#### [Task brief]
Show every line of the items below that contains the string "jersey", copying each line in full. Matching is case-sensitive.

-- begin Task inputs --

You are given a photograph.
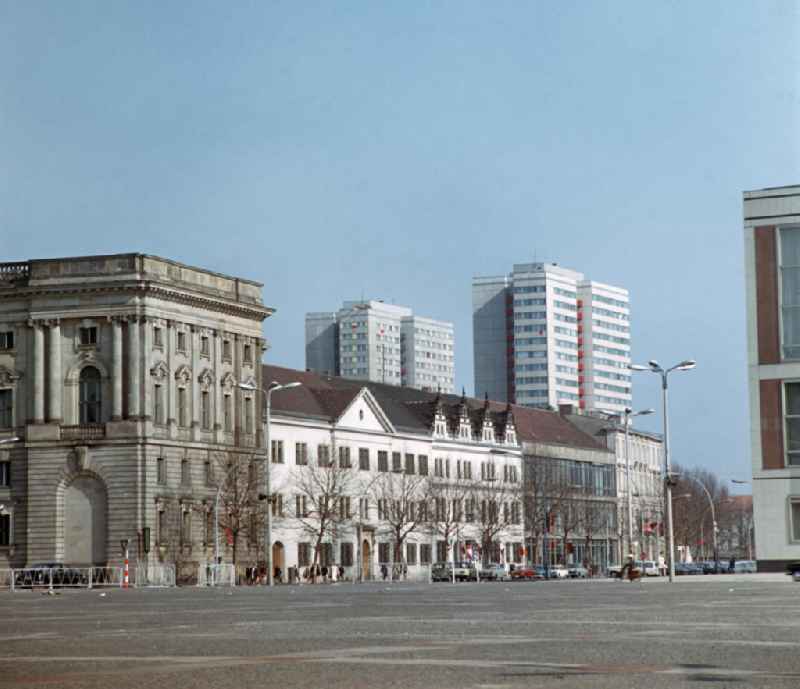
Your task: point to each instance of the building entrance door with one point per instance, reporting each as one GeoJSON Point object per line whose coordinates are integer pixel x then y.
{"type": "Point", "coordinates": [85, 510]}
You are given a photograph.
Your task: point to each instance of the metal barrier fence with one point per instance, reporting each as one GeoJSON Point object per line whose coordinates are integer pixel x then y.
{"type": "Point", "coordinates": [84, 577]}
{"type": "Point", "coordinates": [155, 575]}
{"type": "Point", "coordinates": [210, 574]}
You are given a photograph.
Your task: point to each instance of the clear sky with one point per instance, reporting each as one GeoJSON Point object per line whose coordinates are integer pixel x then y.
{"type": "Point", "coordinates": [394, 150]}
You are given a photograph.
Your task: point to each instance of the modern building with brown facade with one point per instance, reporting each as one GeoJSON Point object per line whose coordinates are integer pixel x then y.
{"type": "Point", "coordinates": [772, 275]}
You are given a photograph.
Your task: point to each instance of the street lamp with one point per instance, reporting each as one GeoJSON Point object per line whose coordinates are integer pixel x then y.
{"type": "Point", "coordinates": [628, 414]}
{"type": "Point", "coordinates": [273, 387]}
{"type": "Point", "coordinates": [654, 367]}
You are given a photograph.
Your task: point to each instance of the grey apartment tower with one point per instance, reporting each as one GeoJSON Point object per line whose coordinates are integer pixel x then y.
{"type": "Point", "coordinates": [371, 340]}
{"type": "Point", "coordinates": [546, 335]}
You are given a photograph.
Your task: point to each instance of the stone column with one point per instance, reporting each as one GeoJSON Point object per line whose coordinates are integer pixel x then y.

-- end Task inputs --
-- begin Task inputs --

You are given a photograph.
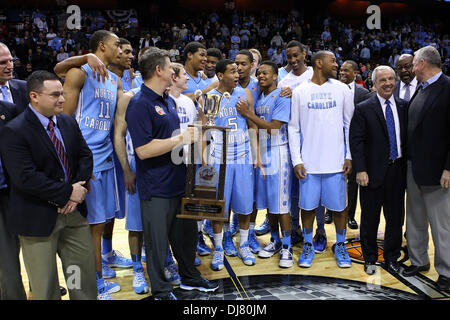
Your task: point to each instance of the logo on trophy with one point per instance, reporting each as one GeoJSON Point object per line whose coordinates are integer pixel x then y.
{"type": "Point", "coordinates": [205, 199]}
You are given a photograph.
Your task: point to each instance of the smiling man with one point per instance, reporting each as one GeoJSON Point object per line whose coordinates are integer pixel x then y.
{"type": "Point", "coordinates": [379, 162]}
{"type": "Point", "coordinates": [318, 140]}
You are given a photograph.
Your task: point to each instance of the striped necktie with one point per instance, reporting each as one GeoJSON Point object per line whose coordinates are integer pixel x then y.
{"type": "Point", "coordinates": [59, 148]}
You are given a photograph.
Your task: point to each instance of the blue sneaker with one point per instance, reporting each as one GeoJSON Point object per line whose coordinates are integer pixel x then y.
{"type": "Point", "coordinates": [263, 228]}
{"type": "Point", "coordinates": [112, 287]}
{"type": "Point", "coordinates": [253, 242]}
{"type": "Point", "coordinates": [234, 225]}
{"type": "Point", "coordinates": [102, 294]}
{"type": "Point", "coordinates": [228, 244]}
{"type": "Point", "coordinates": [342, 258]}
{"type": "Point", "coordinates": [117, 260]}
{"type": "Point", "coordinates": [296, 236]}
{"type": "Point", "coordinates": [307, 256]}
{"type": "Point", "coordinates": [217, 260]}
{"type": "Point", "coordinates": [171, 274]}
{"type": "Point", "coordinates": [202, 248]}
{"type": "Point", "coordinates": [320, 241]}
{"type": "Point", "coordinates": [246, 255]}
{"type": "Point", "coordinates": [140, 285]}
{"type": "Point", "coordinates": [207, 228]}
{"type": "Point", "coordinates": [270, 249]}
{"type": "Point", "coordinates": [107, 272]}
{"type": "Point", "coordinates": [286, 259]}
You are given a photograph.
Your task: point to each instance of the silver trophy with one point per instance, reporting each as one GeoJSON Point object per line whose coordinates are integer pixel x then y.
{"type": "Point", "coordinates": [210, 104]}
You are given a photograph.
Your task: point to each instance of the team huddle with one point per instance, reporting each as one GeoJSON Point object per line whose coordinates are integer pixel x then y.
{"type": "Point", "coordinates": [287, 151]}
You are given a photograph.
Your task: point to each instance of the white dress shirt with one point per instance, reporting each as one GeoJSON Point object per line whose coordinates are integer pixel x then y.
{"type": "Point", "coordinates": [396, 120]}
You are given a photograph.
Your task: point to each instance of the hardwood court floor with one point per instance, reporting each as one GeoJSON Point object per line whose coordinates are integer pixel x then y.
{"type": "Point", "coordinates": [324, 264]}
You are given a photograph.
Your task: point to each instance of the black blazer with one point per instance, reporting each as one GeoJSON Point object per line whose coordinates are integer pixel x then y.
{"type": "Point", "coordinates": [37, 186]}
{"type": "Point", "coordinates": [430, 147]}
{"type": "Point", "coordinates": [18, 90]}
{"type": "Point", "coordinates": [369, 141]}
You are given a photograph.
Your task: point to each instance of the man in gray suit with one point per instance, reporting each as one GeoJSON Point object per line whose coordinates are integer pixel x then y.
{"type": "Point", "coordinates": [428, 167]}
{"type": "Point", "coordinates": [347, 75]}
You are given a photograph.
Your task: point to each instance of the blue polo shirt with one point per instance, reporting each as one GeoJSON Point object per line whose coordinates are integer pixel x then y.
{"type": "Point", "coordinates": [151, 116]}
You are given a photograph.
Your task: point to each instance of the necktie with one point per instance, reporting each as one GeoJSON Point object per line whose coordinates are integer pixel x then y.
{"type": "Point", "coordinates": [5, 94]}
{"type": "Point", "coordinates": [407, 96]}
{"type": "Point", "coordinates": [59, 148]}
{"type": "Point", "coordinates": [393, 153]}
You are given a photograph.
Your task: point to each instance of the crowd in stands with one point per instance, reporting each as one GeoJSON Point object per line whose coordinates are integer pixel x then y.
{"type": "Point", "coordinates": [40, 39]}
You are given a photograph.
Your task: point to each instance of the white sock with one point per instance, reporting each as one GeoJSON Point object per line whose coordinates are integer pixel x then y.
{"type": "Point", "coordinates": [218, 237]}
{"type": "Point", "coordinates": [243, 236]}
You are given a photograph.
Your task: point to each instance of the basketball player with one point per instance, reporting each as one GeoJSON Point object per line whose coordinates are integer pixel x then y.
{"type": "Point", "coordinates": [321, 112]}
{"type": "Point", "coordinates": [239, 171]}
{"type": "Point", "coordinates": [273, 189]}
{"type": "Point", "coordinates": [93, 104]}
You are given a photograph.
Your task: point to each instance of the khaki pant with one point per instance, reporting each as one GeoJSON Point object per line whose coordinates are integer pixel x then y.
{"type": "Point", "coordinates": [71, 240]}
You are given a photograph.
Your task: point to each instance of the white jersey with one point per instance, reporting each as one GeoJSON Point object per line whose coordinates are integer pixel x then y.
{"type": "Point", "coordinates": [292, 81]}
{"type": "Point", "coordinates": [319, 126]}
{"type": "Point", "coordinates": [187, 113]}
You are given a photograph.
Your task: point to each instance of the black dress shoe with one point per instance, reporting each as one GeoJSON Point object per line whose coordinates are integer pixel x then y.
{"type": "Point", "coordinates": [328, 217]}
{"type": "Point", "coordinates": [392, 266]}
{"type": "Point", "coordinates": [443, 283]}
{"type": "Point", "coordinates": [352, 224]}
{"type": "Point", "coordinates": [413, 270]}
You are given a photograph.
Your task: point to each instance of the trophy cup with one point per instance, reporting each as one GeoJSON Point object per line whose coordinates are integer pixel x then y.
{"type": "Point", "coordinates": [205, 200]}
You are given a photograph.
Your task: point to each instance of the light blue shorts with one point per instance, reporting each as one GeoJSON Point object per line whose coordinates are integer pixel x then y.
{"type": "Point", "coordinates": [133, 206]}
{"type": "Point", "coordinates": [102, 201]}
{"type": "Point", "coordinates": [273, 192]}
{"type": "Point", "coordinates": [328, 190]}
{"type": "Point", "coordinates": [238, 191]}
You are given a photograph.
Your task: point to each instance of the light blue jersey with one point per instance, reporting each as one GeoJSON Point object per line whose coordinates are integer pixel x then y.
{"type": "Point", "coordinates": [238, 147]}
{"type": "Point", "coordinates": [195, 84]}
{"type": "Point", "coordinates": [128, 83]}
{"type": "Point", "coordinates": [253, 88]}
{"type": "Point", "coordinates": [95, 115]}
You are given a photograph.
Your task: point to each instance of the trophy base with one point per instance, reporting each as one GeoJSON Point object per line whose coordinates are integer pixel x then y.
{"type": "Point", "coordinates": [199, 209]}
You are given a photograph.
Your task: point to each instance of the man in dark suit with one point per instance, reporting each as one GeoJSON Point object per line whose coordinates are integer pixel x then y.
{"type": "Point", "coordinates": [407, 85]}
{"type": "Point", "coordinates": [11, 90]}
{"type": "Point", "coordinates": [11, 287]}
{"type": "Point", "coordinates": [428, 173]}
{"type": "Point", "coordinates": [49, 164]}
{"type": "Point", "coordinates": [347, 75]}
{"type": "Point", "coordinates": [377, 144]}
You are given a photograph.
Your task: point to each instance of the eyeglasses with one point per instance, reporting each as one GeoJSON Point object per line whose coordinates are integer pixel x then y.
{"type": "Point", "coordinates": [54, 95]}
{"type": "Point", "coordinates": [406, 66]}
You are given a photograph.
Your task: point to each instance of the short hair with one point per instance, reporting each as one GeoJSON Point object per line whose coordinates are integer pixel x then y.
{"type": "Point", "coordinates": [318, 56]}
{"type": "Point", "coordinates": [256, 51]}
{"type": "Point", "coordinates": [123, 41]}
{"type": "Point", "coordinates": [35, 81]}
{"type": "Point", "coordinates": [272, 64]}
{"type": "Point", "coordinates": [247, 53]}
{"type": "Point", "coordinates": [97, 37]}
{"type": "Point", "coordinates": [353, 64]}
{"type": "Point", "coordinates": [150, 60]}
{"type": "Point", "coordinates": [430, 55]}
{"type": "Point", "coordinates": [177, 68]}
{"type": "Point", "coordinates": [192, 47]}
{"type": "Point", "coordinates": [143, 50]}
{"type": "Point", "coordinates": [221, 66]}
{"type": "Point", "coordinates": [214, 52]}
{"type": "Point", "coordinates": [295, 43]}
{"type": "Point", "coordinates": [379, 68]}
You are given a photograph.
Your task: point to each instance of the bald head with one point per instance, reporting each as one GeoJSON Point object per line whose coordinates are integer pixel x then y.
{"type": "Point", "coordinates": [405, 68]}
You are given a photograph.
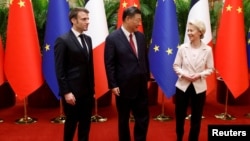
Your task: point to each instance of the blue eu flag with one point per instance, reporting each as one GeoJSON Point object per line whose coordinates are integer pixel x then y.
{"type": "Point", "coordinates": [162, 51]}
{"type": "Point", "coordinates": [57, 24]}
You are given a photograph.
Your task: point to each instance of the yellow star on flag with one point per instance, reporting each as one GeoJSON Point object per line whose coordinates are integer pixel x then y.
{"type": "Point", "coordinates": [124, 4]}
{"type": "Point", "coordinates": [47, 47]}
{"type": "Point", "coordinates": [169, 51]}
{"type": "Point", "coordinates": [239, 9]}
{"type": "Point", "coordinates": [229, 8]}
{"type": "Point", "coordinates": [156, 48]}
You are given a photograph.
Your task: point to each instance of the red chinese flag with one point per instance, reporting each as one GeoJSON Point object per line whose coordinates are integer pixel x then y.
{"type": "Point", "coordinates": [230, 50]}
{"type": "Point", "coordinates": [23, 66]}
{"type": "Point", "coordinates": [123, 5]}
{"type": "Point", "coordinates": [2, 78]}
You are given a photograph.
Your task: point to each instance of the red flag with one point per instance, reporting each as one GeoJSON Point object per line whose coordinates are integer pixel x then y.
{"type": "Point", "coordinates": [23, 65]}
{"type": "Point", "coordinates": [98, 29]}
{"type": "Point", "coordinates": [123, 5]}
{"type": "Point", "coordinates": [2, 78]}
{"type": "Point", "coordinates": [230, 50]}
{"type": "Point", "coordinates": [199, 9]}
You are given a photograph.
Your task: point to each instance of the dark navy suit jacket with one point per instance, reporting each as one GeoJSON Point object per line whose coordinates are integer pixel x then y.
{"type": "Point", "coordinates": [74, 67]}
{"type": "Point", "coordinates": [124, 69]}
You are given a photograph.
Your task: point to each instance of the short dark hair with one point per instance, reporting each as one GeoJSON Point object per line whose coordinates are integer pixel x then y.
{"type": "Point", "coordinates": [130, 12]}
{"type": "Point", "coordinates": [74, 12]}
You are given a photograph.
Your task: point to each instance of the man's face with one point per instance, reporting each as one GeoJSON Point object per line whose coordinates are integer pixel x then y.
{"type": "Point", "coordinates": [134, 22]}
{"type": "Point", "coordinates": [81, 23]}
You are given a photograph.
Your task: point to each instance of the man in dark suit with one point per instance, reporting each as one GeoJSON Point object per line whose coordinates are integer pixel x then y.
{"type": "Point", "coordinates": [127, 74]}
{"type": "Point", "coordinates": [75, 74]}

-- end Task inputs --

#### [In response]
Your task: point to each instance of the white jersey with one point per instance, reporting each as one GeoJSON Point object per line whose coordinates are integer pixel x then y.
Your task: point to each instance of the light blue jersey with one point per instance, reporting each as one GeoJSON Point object per line whose coordinates are integer pixel x then y.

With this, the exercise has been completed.